• GIVEN EXERCISE: Arrange all the items below as a numbered list, leaving out any blank lines.

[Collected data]
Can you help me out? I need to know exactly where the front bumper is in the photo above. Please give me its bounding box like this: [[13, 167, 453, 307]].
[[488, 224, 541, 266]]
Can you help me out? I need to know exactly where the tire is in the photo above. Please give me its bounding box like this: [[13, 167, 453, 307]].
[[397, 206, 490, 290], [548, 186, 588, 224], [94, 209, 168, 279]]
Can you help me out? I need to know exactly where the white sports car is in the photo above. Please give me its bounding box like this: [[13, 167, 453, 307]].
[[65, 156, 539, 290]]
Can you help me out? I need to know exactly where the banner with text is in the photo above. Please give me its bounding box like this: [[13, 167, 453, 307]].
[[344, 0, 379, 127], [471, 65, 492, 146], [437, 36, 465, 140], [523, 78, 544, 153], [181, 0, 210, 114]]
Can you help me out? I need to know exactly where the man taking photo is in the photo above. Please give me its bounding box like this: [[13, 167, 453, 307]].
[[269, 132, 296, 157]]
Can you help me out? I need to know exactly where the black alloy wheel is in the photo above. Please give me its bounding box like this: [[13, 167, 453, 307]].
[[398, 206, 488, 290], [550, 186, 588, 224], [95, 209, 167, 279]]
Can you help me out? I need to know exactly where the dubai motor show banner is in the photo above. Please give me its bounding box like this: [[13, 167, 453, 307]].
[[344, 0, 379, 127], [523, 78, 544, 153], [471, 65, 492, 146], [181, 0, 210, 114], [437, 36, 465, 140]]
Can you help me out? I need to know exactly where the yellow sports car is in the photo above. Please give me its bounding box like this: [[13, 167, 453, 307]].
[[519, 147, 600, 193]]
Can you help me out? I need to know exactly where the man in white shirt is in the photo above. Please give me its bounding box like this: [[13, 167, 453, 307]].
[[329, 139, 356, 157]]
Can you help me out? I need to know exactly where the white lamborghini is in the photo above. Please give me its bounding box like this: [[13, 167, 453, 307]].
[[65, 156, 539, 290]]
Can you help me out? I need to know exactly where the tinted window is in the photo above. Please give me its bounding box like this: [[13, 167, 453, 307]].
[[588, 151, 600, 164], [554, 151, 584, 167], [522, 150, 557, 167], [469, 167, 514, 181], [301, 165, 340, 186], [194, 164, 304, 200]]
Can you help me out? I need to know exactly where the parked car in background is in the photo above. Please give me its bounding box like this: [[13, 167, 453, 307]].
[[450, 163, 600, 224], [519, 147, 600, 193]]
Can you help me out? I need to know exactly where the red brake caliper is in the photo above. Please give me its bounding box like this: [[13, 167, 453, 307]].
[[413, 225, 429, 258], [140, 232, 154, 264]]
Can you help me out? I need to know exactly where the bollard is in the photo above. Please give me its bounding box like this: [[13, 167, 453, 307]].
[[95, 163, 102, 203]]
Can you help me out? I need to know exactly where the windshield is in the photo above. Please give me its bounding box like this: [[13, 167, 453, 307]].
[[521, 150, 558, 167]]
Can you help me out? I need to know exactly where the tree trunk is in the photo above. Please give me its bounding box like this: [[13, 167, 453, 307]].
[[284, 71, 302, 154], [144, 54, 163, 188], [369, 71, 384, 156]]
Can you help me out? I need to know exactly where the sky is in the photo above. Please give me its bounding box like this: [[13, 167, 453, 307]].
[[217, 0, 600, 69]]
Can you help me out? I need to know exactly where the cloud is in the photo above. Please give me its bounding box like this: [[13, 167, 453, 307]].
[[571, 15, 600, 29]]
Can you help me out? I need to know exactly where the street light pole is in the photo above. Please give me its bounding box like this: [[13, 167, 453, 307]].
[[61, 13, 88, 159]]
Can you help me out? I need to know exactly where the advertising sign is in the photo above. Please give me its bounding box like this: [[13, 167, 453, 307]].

• FINISHED EXERCISE:
1. Can you help me out? I need to know exactly where the front bumper is in the photo above. Please give me its bounding box like this: [[13, 167, 453, 307]].
2. [[488, 224, 541, 266]]
3. Can you help me out? I need to know exactly where the tire is in the photo above. Please give me its bounding box like this: [[13, 167, 453, 307]].
4. [[397, 206, 490, 290], [548, 186, 588, 224], [94, 209, 168, 279]]
5. Can you help me out? I need to know exactly where the white sports car is in the photo above. Please give me its bounding box like this: [[13, 167, 453, 307]].
6. [[65, 156, 539, 290]]
7. Can you help me out? I need to know exactly where the banner with text is in the photo above. Please give me its bounding box like this: [[13, 167, 453, 307]].
8. [[344, 0, 379, 127], [471, 65, 492, 146], [437, 36, 465, 140], [523, 78, 544, 153], [181, 0, 210, 114]]
9. Can you help me out? I need to know exactly where the man taking photo is in the photo above. Please give me its bounding box like this: [[13, 167, 453, 307]].
10. [[269, 132, 296, 157]]
11. Can you help me out? I need to know exactly where the black alloy wheel is in the photo above. Please give me its bounding box like this: [[13, 167, 453, 307]].
12. [[398, 206, 488, 290], [550, 186, 588, 224], [95, 209, 167, 279]]
13. Can you help me out? I need to know exactly where the dubai motor show banner is in the photo above. Please give me its bounding box like this: [[13, 167, 453, 307]].
14. [[344, 0, 379, 127], [523, 78, 544, 153], [471, 65, 492, 146], [181, 0, 210, 114], [437, 36, 465, 140]]
15. Can you help me out? I need to know exactly where the yellow sports car is in the photo above. Please give me its bounding box like this: [[13, 167, 453, 307]].
16. [[519, 147, 600, 193]]
17. Can you help me out? I need to know exactly where the man in white shirt is in the photo above. Please give me its bounding box like this: [[13, 167, 453, 307]].
18. [[329, 139, 356, 157]]
19. Can you help me out? I need to know exactly where the white lamborghini is in the photo above. Please give me its bounding box like this: [[13, 167, 453, 307]].
20. [[65, 156, 539, 290]]
21. Can you help me out? I need to know exactly where the tinted window is in the photo above. Please give me its bounding box like this: [[13, 167, 453, 307]].
22. [[588, 151, 600, 164], [554, 151, 584, 167], [522, 150, 557, 167], [469, 167, 514, 181], [301, 165, 340, 186], [194, 164, 304, 200]]
23. Can you help me out? I need to know exactly where the parked car in background is in the photo above. Please give me its bounding box like this: [[13, 167, 453, 307]].
24. [[450, 163, 600, 224], [519, 147, 600, 193]]
25. Can you help me out? I need to know exactly where the red brake caliper is in the photo above. Please give me its bounding box like this: [[13, 167, 453, 307]].
26. [[413, 225, 429, 258], [140, 232, 154, 264]]
27. Can you help me out? I need to know exactly where the bollard is in the photo above. Please give me its bounding box like this: [[13, 167, 453, 307]].
28. [[95, 163, 102, 203]]
29. Can you help me out? I need to know exactly where the windshield is in the photo above. Please give me its bounding box like this: [[13, 167, 453, 307]].
30. [[521, 150, 558, 167]]
31. Can you help me out? I need to know exactly where the tree trunk is in the photo above. Please give me its bounding box like this: [[13, 167, 453, 307]].
32. [[284, 71, 302, 154], [144, 54, 163, 188], [369, 71, 384, 156]]
33. Can you help me out? I need to know exactly where the sky is in the photo above. Please give me its bounding box like this: [[13, 167, 453, 307]].
34. [[217, 0, 600, 69]]
35. Can you help me out? I need to know exactly where the cloud is in the photo above. Please give me its bounding box like this: [[13, 167, 453, 307]].
36. [[571, 15, 600, 29]]
37. Can you help me out? I need to know exactly where the street light pole is in the photo above. Please give me its bounding box like this: [[13, 167, 453, 307]].
38. [[61, 13, 88, 159]]
39. Can you help me out? I need to know exactly where the advertising sign is in the photo above. Please give me its bounding box like this: [[13, 167, 453, 307]].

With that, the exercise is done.